== Task objective ==
Please print the listing below word for word, keeping every line in its original order.

== Data excerpts ==
════════════════════

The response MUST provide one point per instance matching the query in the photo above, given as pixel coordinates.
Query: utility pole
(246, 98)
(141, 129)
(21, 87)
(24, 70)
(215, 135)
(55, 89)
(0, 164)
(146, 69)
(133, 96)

════════════════════

== Complete answer ==
The response MUST provide one point per instance matching the query in the photo above, given as pixel coordinates.
Query: utility pole
(246, 98)
(141, 129)
(21, 87)
(24, 70)
(215, 135)
(55, 89)
(0, 164)
(146, 69)
(133, 96)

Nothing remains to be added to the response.